## DIRECTIONS FOR THIS TASK
Reproduce exactly the lines beginning with the line that contains "[mark] boy's ear" and ending at the final line of the material below.

───── ENTRIES SHOWN ─────

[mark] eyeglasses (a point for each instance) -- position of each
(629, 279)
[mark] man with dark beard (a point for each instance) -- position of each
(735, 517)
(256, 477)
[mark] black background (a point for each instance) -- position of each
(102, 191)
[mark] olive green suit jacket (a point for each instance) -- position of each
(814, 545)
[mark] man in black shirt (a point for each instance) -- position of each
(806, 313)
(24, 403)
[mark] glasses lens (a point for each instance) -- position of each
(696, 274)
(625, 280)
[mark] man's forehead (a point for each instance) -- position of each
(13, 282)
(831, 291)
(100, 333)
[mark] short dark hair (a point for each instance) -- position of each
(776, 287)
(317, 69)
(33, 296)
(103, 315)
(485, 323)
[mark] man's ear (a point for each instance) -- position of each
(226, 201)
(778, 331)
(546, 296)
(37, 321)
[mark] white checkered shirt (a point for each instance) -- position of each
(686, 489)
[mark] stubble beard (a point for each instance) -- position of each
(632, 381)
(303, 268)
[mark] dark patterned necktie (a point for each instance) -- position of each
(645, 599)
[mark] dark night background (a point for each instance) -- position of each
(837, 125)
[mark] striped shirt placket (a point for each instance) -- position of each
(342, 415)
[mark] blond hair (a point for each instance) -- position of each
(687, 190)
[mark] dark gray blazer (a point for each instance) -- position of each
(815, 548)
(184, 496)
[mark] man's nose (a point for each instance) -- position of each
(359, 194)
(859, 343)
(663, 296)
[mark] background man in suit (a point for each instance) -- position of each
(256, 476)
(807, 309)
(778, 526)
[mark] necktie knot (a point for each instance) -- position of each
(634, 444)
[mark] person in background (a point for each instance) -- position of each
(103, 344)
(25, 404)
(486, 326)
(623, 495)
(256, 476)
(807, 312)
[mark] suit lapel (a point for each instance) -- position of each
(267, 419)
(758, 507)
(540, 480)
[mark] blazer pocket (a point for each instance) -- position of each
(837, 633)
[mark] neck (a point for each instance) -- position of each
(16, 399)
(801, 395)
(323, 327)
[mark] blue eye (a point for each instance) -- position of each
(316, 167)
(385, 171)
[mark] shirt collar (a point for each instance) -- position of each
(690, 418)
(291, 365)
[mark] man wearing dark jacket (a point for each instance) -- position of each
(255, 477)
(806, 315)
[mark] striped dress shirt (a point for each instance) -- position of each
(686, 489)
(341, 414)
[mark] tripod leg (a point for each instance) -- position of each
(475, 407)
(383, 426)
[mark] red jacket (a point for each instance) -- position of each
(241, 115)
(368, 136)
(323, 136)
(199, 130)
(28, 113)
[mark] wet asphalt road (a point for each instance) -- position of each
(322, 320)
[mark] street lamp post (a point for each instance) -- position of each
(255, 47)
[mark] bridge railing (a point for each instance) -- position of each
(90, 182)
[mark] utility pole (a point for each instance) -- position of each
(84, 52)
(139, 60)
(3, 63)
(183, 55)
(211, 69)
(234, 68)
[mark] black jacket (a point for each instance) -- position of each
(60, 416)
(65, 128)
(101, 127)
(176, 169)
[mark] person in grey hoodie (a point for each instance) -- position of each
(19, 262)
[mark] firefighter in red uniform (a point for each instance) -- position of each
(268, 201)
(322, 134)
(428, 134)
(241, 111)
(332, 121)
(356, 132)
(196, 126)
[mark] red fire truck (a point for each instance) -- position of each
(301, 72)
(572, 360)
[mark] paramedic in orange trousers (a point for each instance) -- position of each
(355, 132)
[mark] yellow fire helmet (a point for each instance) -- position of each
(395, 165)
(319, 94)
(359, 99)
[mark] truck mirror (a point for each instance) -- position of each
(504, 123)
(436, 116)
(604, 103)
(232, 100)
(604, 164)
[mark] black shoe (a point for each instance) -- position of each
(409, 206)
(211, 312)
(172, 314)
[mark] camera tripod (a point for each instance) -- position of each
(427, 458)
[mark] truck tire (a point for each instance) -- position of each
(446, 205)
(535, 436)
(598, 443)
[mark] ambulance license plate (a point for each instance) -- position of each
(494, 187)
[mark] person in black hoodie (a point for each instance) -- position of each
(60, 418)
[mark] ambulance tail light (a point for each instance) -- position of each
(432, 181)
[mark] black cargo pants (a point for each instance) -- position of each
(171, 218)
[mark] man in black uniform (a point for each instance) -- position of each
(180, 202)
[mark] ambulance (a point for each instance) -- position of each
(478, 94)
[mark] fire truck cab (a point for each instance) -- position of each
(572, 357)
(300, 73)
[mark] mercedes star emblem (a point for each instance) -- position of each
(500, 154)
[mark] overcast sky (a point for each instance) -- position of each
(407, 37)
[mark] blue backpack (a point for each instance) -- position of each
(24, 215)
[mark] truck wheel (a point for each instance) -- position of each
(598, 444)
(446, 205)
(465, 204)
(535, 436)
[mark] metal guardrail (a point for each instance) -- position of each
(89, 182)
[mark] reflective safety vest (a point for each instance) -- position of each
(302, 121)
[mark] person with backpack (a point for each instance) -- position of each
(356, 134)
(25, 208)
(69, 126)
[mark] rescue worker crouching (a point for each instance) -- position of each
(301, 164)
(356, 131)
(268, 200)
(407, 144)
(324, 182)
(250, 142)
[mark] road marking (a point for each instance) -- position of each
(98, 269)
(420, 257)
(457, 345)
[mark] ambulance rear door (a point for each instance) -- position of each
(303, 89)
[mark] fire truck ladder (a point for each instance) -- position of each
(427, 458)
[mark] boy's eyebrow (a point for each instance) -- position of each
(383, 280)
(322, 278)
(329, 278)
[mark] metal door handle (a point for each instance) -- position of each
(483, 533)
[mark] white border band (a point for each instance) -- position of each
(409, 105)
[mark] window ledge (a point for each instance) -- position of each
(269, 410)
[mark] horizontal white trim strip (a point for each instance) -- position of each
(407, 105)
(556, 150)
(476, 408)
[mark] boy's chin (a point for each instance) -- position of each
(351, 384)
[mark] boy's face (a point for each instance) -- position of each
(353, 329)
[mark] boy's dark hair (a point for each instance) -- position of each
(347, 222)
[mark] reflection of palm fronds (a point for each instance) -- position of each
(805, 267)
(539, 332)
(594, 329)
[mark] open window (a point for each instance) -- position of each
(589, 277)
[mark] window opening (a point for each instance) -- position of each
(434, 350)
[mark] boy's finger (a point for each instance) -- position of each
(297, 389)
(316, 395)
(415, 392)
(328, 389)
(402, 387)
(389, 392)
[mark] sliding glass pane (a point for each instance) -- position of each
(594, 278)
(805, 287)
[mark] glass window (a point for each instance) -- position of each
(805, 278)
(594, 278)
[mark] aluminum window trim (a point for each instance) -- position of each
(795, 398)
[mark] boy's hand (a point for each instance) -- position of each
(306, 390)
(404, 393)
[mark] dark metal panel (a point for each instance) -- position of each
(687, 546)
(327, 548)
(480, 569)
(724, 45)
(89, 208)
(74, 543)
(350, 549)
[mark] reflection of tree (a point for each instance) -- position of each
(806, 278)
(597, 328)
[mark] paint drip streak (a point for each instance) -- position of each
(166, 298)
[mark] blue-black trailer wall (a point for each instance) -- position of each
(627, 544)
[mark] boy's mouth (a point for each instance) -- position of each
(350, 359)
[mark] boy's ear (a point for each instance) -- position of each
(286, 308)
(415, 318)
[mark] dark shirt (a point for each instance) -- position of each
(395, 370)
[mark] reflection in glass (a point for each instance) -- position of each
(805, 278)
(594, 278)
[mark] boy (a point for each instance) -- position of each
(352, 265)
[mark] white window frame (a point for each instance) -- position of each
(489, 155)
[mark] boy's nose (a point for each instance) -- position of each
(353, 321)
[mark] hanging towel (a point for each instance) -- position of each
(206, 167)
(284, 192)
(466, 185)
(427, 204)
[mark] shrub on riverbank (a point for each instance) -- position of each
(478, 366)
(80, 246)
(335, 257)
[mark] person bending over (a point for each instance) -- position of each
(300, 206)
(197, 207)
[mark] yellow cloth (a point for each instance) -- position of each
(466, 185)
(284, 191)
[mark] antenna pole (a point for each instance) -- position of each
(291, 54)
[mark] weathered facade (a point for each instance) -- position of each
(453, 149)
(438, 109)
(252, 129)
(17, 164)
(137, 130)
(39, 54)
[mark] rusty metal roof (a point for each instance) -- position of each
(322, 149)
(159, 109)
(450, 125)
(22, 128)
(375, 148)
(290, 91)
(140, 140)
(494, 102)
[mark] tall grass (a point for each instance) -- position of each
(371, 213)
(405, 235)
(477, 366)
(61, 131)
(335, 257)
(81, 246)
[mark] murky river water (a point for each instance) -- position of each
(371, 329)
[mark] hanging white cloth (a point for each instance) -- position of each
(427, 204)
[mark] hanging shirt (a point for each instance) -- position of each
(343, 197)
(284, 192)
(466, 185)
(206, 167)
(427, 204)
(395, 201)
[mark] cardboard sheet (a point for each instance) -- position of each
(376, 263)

─────

## RESPONSE FOR THIS EXERCISE
[mark] boy's ear (a point for each instance) -- position of each
(286, 308)
(415, 318)
[mark] dark shirt (a point for each instance) -- position of each
(395, 370)
[mark] reflection in glass (a point for each instance) -- position of each
(805, 278)
(594, 278)
[mark] boy (a point for each instance) -- position of each
(352, 265)
[mark] white window frame (a point for each instance) -- position of each
(489, 155)
[mark] boy's nose (a point for each instance) -- position of each
(353, 321)
[mark] hanging towel (a point for each instance) -- position of each
(206, 167)
(284, 192)
(466, 185)
(427, 204)
[mark] shrub on riverbank (a point for each instance) -- position of each
(478, 366)
(80, 246)
(335, 257)
[mark] person bending over (a point for each instance) -- position of each
(300, 206)
(197, 207)
[mark] yellow cloth (a point for each instance) -- position of each
(466, 185)
(284, 191)
[mark] antenna pole (a point for each instance) -- position of each
(291, 54)
[mark] weathered facade (a point for each instance) -- position of each
(453, 149)
(438, 109)
(252, 129)
(17, 164)
(137, 130)
(39, 54)
[mark] rusty metal roof (a point for each instance) -- position of each
(322, 149)
(159, 109)
(450, 125)
(22, 128)
(375, 148)
(290, 91)
(140, 140)
(494, 102)
[mark] tall grass (a point for each instance) -- position of each
(371, 213)
(405, 235)
(477, 366)
(61, 131)
(335, 257)
(81, 246)
[mark] murky river water (a point for each instance) -- position of each
(371, 329)
[mark] hanging white cloth (a point for each instance) -- position of each
(427, 204)
[mark] hanging shirt (a point for each instance) -- position of each
(343, 197)
(284, 192)
(466, 185)
(206, 167)
(427, 204)
(395, 201)
[mark] cardboard sheet (a point for each instance) -- position of each
(376, 263)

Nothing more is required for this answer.